--- start of PROVIDED INFORMATION ---
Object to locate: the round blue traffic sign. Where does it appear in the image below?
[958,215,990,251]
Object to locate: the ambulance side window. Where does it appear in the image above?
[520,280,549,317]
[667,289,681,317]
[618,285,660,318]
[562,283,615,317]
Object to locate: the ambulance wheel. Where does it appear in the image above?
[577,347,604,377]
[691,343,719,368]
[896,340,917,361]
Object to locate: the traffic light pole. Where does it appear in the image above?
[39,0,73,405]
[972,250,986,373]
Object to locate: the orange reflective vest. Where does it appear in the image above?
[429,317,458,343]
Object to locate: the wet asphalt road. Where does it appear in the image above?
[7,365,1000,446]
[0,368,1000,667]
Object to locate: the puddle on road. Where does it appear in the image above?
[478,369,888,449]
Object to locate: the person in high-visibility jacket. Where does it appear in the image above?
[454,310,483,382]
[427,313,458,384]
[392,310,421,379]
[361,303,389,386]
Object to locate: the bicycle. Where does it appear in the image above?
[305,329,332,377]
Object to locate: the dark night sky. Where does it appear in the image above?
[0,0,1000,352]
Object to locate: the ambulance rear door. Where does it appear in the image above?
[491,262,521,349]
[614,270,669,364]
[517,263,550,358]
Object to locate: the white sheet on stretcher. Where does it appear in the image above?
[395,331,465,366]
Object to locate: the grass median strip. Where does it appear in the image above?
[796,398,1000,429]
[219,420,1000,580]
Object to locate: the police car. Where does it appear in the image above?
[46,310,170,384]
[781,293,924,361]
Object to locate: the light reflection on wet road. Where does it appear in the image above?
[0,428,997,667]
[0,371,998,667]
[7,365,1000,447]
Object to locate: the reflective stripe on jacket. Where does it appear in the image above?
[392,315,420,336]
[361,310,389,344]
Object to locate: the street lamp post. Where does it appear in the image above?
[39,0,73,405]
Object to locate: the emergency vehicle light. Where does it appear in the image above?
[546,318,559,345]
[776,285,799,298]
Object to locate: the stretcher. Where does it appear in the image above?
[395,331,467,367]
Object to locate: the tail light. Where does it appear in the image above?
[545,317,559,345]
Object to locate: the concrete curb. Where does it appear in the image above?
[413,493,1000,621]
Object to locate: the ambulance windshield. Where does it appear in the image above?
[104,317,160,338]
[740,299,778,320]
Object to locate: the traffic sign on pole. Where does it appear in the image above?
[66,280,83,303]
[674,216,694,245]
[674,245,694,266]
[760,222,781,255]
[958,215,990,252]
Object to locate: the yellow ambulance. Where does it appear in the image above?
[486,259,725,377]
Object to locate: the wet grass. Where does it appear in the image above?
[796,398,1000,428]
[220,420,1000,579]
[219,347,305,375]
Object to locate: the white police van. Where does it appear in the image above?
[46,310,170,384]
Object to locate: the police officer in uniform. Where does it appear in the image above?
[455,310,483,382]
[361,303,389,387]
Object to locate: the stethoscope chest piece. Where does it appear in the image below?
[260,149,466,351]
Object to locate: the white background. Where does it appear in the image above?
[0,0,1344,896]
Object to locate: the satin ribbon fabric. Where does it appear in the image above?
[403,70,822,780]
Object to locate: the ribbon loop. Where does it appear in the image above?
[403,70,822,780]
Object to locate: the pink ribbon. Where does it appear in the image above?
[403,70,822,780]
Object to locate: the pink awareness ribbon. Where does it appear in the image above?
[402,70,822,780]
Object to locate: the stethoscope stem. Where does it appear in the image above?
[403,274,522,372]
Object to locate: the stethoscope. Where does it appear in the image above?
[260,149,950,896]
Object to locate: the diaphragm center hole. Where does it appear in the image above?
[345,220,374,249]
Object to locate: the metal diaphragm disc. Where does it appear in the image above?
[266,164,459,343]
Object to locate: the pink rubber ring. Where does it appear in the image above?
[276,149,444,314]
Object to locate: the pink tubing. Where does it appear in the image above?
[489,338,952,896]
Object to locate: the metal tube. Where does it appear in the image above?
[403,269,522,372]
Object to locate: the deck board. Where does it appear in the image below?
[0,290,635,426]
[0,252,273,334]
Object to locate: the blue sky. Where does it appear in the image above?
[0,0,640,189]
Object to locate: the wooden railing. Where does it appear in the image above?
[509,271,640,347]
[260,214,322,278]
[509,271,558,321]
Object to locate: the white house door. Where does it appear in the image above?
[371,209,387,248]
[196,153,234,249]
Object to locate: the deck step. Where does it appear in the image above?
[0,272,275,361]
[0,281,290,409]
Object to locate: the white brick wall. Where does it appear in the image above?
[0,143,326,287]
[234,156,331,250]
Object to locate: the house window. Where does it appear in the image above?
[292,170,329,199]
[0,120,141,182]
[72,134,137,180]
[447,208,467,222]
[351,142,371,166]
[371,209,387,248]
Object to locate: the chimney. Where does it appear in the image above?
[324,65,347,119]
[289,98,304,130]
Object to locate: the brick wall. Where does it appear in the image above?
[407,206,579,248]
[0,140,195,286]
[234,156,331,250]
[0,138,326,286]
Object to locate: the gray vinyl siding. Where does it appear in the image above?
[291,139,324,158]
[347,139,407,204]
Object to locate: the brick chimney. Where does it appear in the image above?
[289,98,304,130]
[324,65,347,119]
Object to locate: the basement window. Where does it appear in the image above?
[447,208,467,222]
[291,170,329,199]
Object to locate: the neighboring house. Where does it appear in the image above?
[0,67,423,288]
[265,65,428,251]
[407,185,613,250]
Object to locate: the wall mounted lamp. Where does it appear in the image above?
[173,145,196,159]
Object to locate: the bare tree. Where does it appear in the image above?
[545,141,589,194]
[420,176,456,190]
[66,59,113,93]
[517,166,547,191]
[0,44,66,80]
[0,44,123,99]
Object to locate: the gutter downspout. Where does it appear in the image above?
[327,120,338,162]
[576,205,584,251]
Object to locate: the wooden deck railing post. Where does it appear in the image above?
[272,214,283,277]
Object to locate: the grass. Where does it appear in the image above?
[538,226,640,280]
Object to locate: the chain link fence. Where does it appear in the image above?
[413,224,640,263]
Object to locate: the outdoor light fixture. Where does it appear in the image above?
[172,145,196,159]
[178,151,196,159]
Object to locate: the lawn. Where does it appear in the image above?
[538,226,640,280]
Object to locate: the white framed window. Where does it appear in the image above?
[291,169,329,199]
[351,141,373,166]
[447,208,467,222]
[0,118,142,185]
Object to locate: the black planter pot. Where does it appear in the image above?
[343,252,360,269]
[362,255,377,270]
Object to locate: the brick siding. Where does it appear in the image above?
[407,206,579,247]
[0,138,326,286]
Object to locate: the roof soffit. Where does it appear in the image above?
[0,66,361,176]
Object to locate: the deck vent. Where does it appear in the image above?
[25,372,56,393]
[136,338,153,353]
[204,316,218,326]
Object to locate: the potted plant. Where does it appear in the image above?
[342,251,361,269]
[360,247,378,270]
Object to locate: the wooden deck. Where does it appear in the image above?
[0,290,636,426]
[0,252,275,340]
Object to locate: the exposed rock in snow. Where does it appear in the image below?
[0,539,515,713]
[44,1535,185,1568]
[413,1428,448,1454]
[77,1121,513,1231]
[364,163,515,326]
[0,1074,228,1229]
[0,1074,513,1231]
--- end of PROVIDED INFORMATION ---
> _PROBLEM REQUIREMENTS_:
Identify every line of the data above that contains the string "wall", and copy each of those lines. Treat uppercase and lowercase letters as different.

> _FULL OUTPUT_:
Object to locate: the white brick wall. Where does it appear in the image above?
Object to locate: the brick wall. Where does it appear in the image above?
Object to locate: the wall mounted lamp. Where does it appear in the image above?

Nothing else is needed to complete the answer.